### Stored data entries
-=-=-
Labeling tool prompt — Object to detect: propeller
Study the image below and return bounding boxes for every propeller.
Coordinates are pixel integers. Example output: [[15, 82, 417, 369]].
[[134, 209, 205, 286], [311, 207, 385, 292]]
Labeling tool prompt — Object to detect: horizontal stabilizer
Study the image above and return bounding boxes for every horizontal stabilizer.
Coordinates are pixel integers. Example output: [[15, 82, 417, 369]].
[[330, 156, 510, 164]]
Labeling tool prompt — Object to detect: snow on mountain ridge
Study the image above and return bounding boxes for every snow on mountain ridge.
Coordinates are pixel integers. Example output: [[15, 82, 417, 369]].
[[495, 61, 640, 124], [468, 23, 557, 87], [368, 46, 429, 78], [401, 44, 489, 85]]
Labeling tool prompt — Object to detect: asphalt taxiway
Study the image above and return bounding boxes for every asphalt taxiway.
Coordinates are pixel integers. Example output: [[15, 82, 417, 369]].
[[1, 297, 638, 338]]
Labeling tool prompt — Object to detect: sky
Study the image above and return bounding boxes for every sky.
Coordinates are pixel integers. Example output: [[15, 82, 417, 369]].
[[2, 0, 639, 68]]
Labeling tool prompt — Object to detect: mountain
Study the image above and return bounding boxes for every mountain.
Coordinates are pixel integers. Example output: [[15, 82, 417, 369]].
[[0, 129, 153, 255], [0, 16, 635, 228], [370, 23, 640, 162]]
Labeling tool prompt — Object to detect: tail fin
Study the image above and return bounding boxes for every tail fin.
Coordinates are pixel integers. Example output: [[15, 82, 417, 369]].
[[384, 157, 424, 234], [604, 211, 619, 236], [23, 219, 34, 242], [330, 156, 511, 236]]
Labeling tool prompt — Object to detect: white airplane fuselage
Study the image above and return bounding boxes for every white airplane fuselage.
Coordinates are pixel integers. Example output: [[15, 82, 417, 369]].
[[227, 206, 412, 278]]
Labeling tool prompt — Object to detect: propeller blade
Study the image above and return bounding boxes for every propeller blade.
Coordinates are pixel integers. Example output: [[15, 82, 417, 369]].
-=-=-
### Aim of the task
Could you copy every record above exactly as it stands?

### Output
Labeling tool prompt — Object to detect: propeller
Study the image below and return bounding boxes for every propeller.
Coordinates are pixel integers. Example output: [[15, 82, 417, 369]].
[[134, 209, 205, 286], [311, 207, 385, 292]]
Labeling tool prompt — Object to detect: horizontal stabilizer
Study the image above and return bounding boxes for every horizontal stabilizer.
Coordinates are pixel integers. Example output: [[15, 82, 417, 369]].
[[330, 156, 510, 164]]
Labeling tool prompt — Object to detect: snow on mountain ridge
Study the image above and return bounding boxes for every snow on mountain ridge.
Coordinates are pixel integers. Example output: [[15, 82, 417, 369]].
[[495, 61, 640, 124], [468, 23, 557, 87], [368, 46, 429, 78], [401, 44, 489, 85]]
Labeling tool prompt — Object to detect: asphalt taxiway
Study the image above and return bounding boxes for every asphalt taxiway.
Coordinates are pixel integers. Example output: [[15, 82, 417, 369]].
[[1, 297, 638, 338]]
Labeling tool prompt — Object to detect: sky
Study the image above and return bounding boxes for every sky.
Coordinates are pixel integers. Example output: [[15, 82, 417, 369]].
[[2, 0, 639, 68]]
Labeling tool prompt — Object to detect: mountain
Study the image above and return bounding boxes for every mountain.
Coordinates are pixel integers. Example output: [[15, 82, 417, 369]].
[[0, 129, 153, 255], [0, 16, 635, 228], [370, 23, 640, 162]]
Labeling tool prompt — Object to detect: tail fin
Study the image above and return bounding boxes for every tail fin.
Coordinates are pixel integers. Example output: [[15, 82, 417, 369]].
[[384, 157, 424, 234], [604, 211, 619, 236], [23, 219, 34, 242], [330, 156, 511, 236]]
Labeling tool prompt — Object to detect: white airplane fuselage
Study the image above and return bounding boxes for every white airplane fuselage.
Coordinates are pixel integers. Example output: [[15, 82, 417, 369]].
[[227, 206, 412, 278]]
Labeling tool prompt — Object to detect: propeller blade
Study the image above and return bounding boxes for every propeller blade.
Coordinates are pixel integers. Example output: [[15, 82, 417, 369]].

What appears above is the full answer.